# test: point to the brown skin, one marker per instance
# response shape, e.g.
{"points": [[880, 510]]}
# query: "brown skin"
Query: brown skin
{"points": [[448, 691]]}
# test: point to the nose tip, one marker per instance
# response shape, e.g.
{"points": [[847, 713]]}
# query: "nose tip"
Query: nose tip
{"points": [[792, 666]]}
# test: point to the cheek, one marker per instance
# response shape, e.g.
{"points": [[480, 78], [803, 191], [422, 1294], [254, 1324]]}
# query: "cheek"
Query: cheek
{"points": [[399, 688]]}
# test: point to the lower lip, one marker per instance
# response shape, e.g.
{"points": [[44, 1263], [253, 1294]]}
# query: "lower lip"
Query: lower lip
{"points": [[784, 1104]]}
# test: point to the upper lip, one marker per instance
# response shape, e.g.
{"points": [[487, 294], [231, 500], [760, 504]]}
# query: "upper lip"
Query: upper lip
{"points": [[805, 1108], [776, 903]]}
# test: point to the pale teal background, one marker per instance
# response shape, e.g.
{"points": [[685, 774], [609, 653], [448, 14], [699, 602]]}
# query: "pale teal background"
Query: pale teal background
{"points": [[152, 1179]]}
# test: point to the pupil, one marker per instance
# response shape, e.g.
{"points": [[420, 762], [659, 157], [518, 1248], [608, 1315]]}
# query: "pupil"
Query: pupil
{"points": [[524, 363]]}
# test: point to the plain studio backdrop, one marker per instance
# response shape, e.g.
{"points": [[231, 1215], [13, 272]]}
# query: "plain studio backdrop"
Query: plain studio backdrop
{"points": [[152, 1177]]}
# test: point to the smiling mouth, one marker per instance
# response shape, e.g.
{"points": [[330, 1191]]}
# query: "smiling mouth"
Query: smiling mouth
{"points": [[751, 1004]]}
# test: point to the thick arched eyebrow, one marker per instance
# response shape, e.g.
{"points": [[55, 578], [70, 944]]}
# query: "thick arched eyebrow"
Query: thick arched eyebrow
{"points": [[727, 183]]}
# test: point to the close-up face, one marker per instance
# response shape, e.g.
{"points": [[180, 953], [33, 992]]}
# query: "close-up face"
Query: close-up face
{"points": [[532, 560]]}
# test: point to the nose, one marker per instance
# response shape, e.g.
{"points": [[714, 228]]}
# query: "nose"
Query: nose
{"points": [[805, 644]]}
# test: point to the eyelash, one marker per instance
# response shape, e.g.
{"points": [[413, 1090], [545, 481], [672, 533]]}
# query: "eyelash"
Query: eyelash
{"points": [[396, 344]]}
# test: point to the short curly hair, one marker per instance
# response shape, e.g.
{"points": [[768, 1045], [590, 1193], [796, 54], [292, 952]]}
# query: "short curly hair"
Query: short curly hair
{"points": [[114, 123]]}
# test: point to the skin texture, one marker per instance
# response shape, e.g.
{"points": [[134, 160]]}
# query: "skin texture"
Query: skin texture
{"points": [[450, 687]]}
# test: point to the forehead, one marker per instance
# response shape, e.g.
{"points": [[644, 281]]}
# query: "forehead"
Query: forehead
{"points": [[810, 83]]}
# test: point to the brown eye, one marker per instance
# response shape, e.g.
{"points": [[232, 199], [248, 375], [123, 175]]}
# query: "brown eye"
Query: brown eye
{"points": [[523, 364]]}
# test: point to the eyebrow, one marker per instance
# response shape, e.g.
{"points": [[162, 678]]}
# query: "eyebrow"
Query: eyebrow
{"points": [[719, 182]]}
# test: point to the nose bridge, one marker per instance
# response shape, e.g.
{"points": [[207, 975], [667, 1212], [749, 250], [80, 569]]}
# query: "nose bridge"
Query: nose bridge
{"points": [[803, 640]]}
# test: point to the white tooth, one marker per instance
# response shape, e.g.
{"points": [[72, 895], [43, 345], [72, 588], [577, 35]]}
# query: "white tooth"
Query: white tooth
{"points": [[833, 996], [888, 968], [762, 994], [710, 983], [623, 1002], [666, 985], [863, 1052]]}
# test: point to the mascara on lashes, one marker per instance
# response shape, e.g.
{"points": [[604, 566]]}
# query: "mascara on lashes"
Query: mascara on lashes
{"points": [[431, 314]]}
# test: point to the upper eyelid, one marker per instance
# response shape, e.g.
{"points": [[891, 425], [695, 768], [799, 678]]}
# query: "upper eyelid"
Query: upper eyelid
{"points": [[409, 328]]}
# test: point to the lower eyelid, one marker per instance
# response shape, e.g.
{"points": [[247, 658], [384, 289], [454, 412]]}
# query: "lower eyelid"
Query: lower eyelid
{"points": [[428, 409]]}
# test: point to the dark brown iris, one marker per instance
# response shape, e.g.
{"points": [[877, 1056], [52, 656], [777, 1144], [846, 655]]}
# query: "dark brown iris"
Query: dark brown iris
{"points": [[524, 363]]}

::::

Your task
Can you turn every row above into a numbered list, with blank lines left out?

Solution to this exercise
1. # test: point to the brown skin, one marker per instance
2. # response shape, e.g.
3. {"points": [[880, 510]]}
4. # query: "brown skin"
5. Query: brown skin
6. {"points": [[448, 691]]}
7. # test: point to the nose tip, one marker per instance
8. # response shape, e.g.
9. {"points": [[847, 713]]}
10. # query: "nose tip"
11. Query: nose tip
12. {"points": [[792, 666]]}
13. # test: point to the cheek, one marker per instance
14. # response shape, e.g.
15. {"points": [[480, 78], [803, 191], [422, 1294], [254, 1324]]}
16. # query: "cheek"
17. Query: cheek
18. {"points": [[399, 688]]}
19. # test: point to the lower lip, one marker per instance
20. # response shape, e.g.
21. {"points": [[44, 1263], [253, 1294]]}
22. # query: "lower lip"
23. Query: lower lip
24. {"points": [[784, 1104]]}
25. # test: point to the upper lip, one marker per instance
26. # response shape, e.g.
27. {"points": [[487, 294], [231, 500], [760, 504]]}
28. # query: "upper lip"
29. Query: upper lip
30. {"points": [[805, 1108], [776, 903]]}
31. # test: point to the pale teal background, one marker per instance
32. # response shape, e.g.
33. {"points": [[685, 774], [609, 653], [448, 14], [699, 602]]}
34. # query: "pale teal background"
35. Query: pale teal background
36. {"points": [[152, 1179]]}
37. # test: point to the pupil, one marker per instance
38. # response shape, e.g.
39. {"points": [[420, 762], [659, 157], [518, 1248], [608, 1315]]}
40. # query: "pupil"
41. Query: pupil
42. {"points": [[524, 363]]}
43. # test: point to the plain studio backdrop, one marker per instance
44. # response shape, e.g.
45. {"points": [[231, 1215], [13, 272]]}
46. # query: "plain studio backdrop"
47. Query: plain studio backdrop
48. {"points": [[152, 1177]]}
49. # test: point to the smiling mouth, one marker per instance
50. # response shape, e.g.
51. {"points": [[330, 1191]]}
52. # query: "smiling mouth"
53. Query: smiling mouth
54. {"points": [[751, 1004]]}
55. # test: point to the thick arched eyebrow, one marker per instance
56. # response shape, e.g.
57. {"points": [[55, 578], [70, 944]]}
58. # query: "thick arched eyebrow"
59. Query: thick arched eyebrow
60. {"points": [[727, 183]]}
61. # test: point to the close-up face, one marker per instance
62. # response shape, e.g.
63. {"points": [[180, 953], [33, 992]]}
64. # query: "close-up face"
65. Query: close-up face
66. {"points": [[532, 560]]}
67. # test: point to the nose, one marker per instance
68. # response shape, e.g.
69. {"points": [[714, 228]]}
70. # query: "nose"
71. Query: nose
72. {"points": [[805, 644]]}
73. # test: point to the eyelash, one marker per instance
74. # response shape, e.g.
75. {"points": [[413, 1090], [545, 481], [672, 533]]}
76. # query: "eyelash"
77. Query: eyelash
78. {"points": [[396, 344]]}
79. # test: point to the short curly hair, one marker per instance
80. # response shape, e.g.
81. {"points": [[768, 1045], [590, 1193], [796, 54], [292, 952]]}
82. # query: "short curly hair"
83. Query: short curly hair
84. {"points": [[114, 123]]}
85. # test: point to the skin texture, one marker per instance
86. # response shape, e.g.
87. {"points": [[134, 160]]}
88. # query: "skin texture"
89. Query: skin texture
90. {"points": [[450, 687]]}
91. # test: point to the forehead, one marker per instance
92. # response shape, e.g.
93. {"points": [[644, 281]]}
94. # query: "forehead"
95. Query: forehead
96. {"points": [[810, 83]]}
97. # test: point to the brown eye, one marker per instance
98. # response shape, e.g.
99. {"points": [[232, 199], [248, 375], [123, 175]]}
100. # query: "brown eye"
101. Query: brown eye
102. {"points": [[523, 364]]}
103. # test: point to the eyebrow, one marker per instance
104. # response shape, e.g.
105. {"points": [[162, 678]]}
106. # query: "eyebrow"
107. Query: eyebrow
108. {"points": [[719, 182]]}
109. # test: point to the nose bridge, one marker per instance
110. # response shape, e.g.
111. {"points": [[207, 975], [667, 1212], [749, 250], [80, 569]]}
112. # query: "nose bridge"
113. Query: nose bridge
114. {"points": [[803, 640]]}
115. # test: point to the white tooth, one marker per instance
116. # response shape, e.g.
117. {"points": [[72, 895], [43, 345], [72, 588], [577, 35]]}
118. # query: "white tooth"
119. Query: white tooth
120. {"points": [[833, 996], [888, 968], [762, 994], [710, 983], [623, 1002], [666, 985], [863, 1052]]}
121. # test: point to the mascara on lashes, one marker per instance
122. # response shape, e.g.
123. {"points": [[604, 566]]}
124. # query: "mascara on lashes"
125. Query: mascara on lashes
126. {"points": [[431, 314]]}
127. # test: point to the upper eyelid, one marker per instance
128. # response shape, e.g.
129. {"points": [[891, 425], [695, 768], [799, 678]]}
130. # query: "upper eyelid"
131. Query: upper eyelid
132. {"points": [[409, 328]]}
133. # test: point to the lower eyelid, one marker per instance
134. # response shape, e.g.
135. {"points": [[247, 658], [384, 289], [454, 412]]}
136. # query: "lower eyelid"
137. Query: lower eyelid
138. {"points": [[428, 409]]}
139. # test: point to the dark brown iris, one marker per instance
140. # response shape, e.g.
141. {"points": [[877, 1056], [52, 656], [777, 1144], [846, 655]]}
142. # query: "dark brown iris"
143. Query: dark brown iris
144. {"points": [[524, 363]]}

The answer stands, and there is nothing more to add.